(Dataset excerpts on object pointing)
**********

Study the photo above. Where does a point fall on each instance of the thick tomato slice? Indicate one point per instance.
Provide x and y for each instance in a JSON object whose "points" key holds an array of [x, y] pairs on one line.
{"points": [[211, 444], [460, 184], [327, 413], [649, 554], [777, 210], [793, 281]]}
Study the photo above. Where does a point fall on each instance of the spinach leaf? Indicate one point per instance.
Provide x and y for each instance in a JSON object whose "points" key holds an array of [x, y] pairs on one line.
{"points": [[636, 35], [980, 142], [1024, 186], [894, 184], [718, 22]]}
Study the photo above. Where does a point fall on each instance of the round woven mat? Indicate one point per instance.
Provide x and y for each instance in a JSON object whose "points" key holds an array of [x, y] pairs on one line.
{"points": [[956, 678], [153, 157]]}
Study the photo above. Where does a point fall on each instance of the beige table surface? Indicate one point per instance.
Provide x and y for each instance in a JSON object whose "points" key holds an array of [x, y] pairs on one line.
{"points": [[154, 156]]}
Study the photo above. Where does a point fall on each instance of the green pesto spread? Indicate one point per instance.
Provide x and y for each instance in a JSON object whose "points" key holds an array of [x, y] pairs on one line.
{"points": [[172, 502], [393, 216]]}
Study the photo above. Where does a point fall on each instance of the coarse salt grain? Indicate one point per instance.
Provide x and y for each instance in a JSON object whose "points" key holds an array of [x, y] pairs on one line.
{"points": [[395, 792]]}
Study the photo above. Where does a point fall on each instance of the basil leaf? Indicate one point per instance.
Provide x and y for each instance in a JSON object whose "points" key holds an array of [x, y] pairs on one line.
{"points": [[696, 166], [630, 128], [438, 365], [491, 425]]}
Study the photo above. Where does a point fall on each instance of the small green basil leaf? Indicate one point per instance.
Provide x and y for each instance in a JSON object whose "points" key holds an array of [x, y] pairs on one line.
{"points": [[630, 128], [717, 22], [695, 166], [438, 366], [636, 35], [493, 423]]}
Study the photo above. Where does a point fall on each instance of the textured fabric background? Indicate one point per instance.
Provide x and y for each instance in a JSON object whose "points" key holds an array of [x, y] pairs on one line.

**********

_What you will do_: Can you reproduce the material above with every "Indicate" swapped for "Mark" and nothing else altered?

_Correct output_:
Study the photo above. Where does a point fall on each instance of the thick tomato slice? Mark one point per instance.
Provide x and y for each instance in a JSON object whose "points" key holds an array of [x, y] pairs on one line.
{"points": [[211, 444], [460, 184], [327, 413], [649, 554], [777, 210], [793, 281]]}
Study the photo above. Where does a point fall on each instance of the spinach leaf? Mark one point per instance.
Provide x and y for each instance in a JSON object whose "points" key holds an array of [x, y] pairs on one line.
{"points": [[636, 35], [980, 142], [1024, 186], [894, 184], [718, 22]]}
Study the photo above. Where does a point fall on each instance of the round woven mat? Mark one point per instance.
Provide x and y for each instance in a JSON object whose "points" key holds an array of [x, y] pairs on one line.
{"points": [[956, 678], [153, 157]]}
Study the photo above. Where does a point fall on each instance of the beige table surface? Mark one point per instance.
Provide x and y for each instance in a JSON object whose "points" key holds an array of [x, y] pairs on one line.
{"points": [[154, 156]]}
Study the photo above. Where does a point fall on each instance of the green pesto spread? Mark one point per instance.
Provide x and y for each instance in a JSON object whose "points" key holds an array of [x, y] pairs on one line.
{"points": [[172, 502], [393, 216]]}
Study the photo above. Where does a point fall on each instance of the coarse salt grain? Mark one point per instance.
Provide x and y for each instance in a JSON object whose "points" key holds an array of [x, y] pairs on one line.
{"points": [[395, 792]]}
Study the photo above. Where does a point fall on each instance of the basil leaf? Mark one point per instance.
Provide x and y for each instance in a JSON object whose "points" key holds an array of [x, y] pairs on one line.
{"points": [[696, 166], [630, 128], [438, 365], [491, 425]]}
Study the photo above. Where does a point fall on each instance of the small green basil leaf? Mark one point per instance.
Provide x and y for each instance in a JSON object whose "points" key holds an array of [x, y] pairs on one line.
{"points": [[630, 128], [717, 22], [695, 166], [438, 366], [636, 35], [493, 423]]}
Study the photo above. Where does a point fall on each instance of the textured fabric background? Mark one point per instance.
Provide x and y for each instance in a JSON object whose "points" key holds an array of [x, y] pairs on one line.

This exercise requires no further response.